*WHAT TO DO*
Copy the following lines word for word.
━━━━━━━━
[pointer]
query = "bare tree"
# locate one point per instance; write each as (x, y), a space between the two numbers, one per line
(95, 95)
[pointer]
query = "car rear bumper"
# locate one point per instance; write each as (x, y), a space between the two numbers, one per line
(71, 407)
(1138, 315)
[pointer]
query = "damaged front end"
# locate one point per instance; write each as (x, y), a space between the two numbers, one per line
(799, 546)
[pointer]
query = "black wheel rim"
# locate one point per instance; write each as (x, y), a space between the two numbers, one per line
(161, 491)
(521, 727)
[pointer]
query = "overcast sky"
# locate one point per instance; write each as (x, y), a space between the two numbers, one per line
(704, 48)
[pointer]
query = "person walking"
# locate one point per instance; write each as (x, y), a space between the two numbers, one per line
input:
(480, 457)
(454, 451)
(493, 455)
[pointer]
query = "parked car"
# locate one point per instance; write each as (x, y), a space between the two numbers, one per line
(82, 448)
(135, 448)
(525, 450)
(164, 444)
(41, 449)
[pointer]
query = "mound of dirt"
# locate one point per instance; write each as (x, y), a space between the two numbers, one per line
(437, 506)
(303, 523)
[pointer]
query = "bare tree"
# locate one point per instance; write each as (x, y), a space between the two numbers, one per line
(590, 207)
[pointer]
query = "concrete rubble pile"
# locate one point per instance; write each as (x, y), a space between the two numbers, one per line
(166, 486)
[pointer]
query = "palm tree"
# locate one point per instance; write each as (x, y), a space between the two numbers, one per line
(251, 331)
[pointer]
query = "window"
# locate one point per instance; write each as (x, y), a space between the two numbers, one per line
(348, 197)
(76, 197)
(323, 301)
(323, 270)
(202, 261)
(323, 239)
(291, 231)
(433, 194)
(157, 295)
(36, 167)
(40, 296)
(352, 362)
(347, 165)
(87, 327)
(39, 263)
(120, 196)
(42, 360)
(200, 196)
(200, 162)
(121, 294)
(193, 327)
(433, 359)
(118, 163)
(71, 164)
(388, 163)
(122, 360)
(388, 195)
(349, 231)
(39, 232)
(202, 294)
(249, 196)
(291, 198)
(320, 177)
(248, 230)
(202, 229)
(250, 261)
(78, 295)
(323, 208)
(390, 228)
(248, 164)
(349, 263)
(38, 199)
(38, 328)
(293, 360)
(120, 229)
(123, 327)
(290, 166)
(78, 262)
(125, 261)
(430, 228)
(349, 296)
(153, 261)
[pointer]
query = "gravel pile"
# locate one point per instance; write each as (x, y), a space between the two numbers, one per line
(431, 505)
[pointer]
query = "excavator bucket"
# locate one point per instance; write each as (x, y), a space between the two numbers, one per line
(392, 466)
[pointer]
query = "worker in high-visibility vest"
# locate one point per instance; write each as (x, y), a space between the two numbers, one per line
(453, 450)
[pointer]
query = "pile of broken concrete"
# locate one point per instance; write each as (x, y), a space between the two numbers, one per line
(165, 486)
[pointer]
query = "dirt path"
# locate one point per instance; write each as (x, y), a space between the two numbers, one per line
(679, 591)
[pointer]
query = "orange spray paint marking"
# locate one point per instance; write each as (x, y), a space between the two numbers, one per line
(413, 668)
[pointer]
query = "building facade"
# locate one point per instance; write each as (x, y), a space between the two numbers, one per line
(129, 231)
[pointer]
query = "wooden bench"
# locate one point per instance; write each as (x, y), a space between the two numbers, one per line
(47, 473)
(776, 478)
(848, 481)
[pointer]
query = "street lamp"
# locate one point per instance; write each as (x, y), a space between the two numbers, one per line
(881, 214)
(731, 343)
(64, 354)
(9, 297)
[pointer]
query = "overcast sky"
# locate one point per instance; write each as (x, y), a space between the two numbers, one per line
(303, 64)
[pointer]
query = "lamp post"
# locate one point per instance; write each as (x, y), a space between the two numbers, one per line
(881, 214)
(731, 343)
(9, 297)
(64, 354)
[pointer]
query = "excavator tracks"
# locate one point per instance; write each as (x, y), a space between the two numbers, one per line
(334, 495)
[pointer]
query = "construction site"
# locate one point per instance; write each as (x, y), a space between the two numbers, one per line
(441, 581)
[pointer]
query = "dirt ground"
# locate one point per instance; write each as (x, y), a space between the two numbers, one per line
━━━━━━━━
*WORKED SOLUTION*
[pointer]
query = "bare tree"
# locate one point per instance; write each as (x, y), a space between the two numbers, one per line
(95, 95)
[pointer]
query = "car rear bumper"
# locate one point per instance; write each as (x, y), a space between the two numbers, one per line
(71, 407)
(1138, 315)
[pointer]
query = "damaged front end"
# locate one point per instance; write each as (x, y), a space between the two numbers, one per line
(799, 546)
[pointer]
query = "black wheel rim"
# locate one point per instance; write each as (x, y), a space between the two numbers, one per line
(161, 491)
(521, 727)
[pointer]
query = "overcast sky"
# locate one point per instance; write each as (x, y), a space between the two numbers, one per line
(704, 48)
[pointer]
query = "person walking"
# locate one point per instance; write each as (x, y), a space between the two numbers, one per line
input:
(480, 457)
(454, 451)
(493, 455)
[pointer]
query = "parked car"
# locate one point per instance; write each as (x, y), a space between the two numbers, one per line
(82, 448)
(135, 448)
(525, 450)
(164, 444)
(41, 449)
[pointer]
query = "mound of dirt"
# locate one point per instance; write each as (x, y), a space between the two numbers, one per line
(437, 506)
(303, 523)
[pointer]
query = "bare tree"
# locate one point per instance; write each as (x, y), a space between the two numbers, one per line
(590, 207)
[pointer]
query = "concrete rubble pile"
# locate one point per instance; write each as (x, y), a space between the two numbers, one per line
(166, 486)
[pointer]
query = "palm tree"
# locate one point per instance; write each as (x, y), a space between the two numbers, one per line
(251, 331)
[pointer]
query = "window"
# locate one point per instance; write each as (x, y), a space between the two numbers, one per line
(348, 197)
(76, 197)
(323, 301)
(323, 270)
(202, 261)
(323, 239)
(291, 231)
(433, 194)
(157, 295)
(36, 167)
(40, 296)
(352, 362)
(347, 165)
(87, 327)
(39, 263)
(120, 196)
(42, 360)
(200, 196)
(200, 162)
(121, 294)
(193, 327)
(433, 359)
(118, 163)
(71, 164)
(388, 163)
(122, 360)
(388, 195)
(349, 231)
(39, 232)
(202, 294)
(249, 196)
(291, 198)
(320, 177)
(248, 230)
(202, 229)
(250, 261)
(78, 295)
(323, 208)
(390, 228)
(248, 164)
(349, 263)
(38, 199)
(38, 328)
(293, 360)
(120, 229)
(123, 327)
(290, 166)
(78, 262)
(125, 261)
(430, 228)
(349, 296)
(153, 261)
[pointer]
query = "gravel pile"
# locate one point per instance; write each as (x, y), a space between the two numbers, one per line
(431, 505)
[pointer]
query = "excavator bucket"
# locate one point per instance; write each as (x, y), a space between the two numbers, one per line
(392, 466)
[pointer]
query = "worker in high-visibility vest"
# locate one point per instance; write each as (x, y), a space between the two numbers, one per line
(453, 450)
[pointer]
query = "pile of broken concrete"
# locate one point per instance; write each as (x, y), a space between the two numbers, one per line
(165, 486)
[pointer]
query = "dirt path"
# locate one point per instance; write each as (x, y), a space between the two numbers, one per line
(679, 591)
[pointer]
query = "orange spray paint marking"
# locate one point per instance; write each as (x, y), a space between the two numbers, one per line
(413, 668)
[pointer]
query = "building facade"
# locate one point per instance; write each as (x, y), a space between the two numbers, one per line
(129, 231)
[pointer]
query = "wooden bench"
# locate one point per instance; write each as (x, y), a space between the two numbers, one per line
(47, 473)
(776, 478)
(848, 481)
[pointer]
query = "street lamp"
# locate one point per instance; write each as (x, y), a space between the two numbers, one per line
(881, 214)
(731, 343)
(64, 354)
(9, 297)
[pointer]
query = "overcast sky"
# locate one point per instance; write each as (x, y), a space between the two numbers, one per line
(303, 64)
[pointer]
query = "lamp post"
# locate one point per instance; write each as (x, y), a space between the two numbers, one per line
(881, 214)
(731, 343)
(9, 297)
(64, 354)
[pointer]
query = "excavator tracks"
# locate one point per instance; write each as (x, y), a space between the two numbers, one per line
(334, 495)
[pointer]
query = "construction site"
# locate one point per instance; write each as (x, y), a space between the two numbers, one per line
(441, 581)
[pointer]
query = "dirt ground"
# locate one point per instance; write each as (x, y), a space between the two numbers, one per line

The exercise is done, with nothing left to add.